Page extract Block Start

MSgt. Jose Lopez, Jr.
The U.S. National Archives

In the forty-five years of satellite recording from the National Snow and Ice Data Center, Antarctica has gone through the four lowest sea ice extents since 2016.

Fast ice, the skirt of stable sea ice around Antarctica that is attached to the land, tends to form in

April and stays attached until January. In 2022, some of the regions within the Amundsen and Bellingshausen seas, located west of the Antarctic Peninsula, have seen a hundred percent loss of fast ice.

The fast ice loss resulted in five emperor penguin colonies to have a near failure in breeding. Scientists are speculating that these breeding failures may soon become a common occurrence if the percentage of fast ice continues to decline.

Emperor penguins are endemic to Antarctica and are the only penguin species that breed during the Antarctic winter, which lasts from March to the end of October.

Page extract Block End
Input data Block Start

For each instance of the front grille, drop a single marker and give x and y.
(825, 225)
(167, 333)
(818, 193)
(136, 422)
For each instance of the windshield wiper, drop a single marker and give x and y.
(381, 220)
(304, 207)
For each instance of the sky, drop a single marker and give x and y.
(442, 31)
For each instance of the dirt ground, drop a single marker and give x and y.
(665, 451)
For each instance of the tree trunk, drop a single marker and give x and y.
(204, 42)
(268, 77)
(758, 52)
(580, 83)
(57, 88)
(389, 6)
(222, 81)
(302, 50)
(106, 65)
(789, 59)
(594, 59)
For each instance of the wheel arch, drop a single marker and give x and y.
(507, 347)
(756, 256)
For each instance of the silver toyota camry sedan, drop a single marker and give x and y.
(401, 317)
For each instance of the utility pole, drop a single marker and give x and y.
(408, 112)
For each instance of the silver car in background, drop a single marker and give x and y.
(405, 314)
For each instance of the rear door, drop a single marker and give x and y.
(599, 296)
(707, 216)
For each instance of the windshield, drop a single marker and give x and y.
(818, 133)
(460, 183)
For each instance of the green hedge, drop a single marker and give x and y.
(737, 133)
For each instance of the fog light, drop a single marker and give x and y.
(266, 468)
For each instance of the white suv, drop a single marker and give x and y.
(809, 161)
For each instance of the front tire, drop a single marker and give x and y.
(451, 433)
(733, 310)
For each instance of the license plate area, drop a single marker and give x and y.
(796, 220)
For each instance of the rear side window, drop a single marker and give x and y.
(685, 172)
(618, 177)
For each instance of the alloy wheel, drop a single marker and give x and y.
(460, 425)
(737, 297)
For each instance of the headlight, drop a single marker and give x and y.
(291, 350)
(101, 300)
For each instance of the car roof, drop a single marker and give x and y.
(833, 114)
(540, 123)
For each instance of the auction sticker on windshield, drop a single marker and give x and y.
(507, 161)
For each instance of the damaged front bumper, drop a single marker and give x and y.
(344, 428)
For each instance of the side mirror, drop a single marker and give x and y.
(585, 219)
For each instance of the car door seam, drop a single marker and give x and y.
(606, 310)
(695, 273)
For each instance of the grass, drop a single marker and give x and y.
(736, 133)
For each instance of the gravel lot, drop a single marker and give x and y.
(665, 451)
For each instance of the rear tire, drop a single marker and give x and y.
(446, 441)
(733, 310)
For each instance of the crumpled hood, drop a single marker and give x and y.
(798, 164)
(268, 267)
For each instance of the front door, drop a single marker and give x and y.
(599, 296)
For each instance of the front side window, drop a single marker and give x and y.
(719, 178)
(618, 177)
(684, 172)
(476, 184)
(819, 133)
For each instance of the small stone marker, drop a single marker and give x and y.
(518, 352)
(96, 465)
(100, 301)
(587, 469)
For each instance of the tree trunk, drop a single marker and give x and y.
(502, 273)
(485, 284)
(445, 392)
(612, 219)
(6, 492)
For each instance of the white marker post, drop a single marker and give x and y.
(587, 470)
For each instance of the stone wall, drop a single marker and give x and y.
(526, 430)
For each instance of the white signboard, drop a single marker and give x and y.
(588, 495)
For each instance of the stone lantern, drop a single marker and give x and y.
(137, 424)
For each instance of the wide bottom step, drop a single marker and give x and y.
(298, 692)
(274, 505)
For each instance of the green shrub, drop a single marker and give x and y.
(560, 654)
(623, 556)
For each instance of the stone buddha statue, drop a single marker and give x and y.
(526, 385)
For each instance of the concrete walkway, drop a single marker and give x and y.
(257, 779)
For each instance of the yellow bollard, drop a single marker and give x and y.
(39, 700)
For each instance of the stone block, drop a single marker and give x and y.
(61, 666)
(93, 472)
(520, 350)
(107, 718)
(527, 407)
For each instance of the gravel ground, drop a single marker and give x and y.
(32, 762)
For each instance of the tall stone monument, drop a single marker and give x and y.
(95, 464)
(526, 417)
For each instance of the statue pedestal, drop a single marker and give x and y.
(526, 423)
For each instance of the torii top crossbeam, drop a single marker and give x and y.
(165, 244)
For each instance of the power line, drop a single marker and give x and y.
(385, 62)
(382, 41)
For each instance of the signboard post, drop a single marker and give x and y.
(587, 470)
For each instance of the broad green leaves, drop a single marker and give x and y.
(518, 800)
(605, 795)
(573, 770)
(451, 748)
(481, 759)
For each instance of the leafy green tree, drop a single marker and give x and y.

Input data Block End

**Tasks to perform**
A) In the passage about Antarctic fast ice, during which months does the Antarctic winter last?
B) Resume the passage about Antarctic fast ice after its final sentence.
The data above has nothing to do with the passage about Antarctic fast ice.

**Answers by item number**
A) From March to the end of October.

B)
Emperor penguins use fast ice as breeding grounds, laying their eggs in May and June to incubate for about sixty five days. Once the eggs hatch, they remain on the fast ice until the end of the fledging stage . This period is vital for the chicks because they exchange their feathers for more suitable plumage, allowing them to swim and withstand the cold-water temperature.

In December 2022,  though the start of the fledging period was in the following months, the fast ice was tracking an all-time low set a year prior.

“When the sea ice breaks earlier, chicks can fall into the water and drown,” Norman Ratcliff, a seabird biologist with the British Antarctic Survey, said.

Before, the colonies would adapt by relocating to a nearby site, but this anomaly has affected the entire regions of the Amundson and Bellingshausen seas. Scientists believe the seas have likely been influenced by Triple-Dip of La Niña currents, which began in 2020.

The currents are affecting many areas of the Southern Pacific, leading to a negative Southern Annular Mode SAM which measures the mean sea level pressure between mid and high latitudes. It is expected for the SAM to turn positive as the currents from La Niña dwindle and the fast ice extent in the region grows.

As of now, none of the five colonies are large, with the largest colony, Smyley Island, averaging at 3500 pairs, and the smallest colony, Rothschild, averaging at 630 pairs.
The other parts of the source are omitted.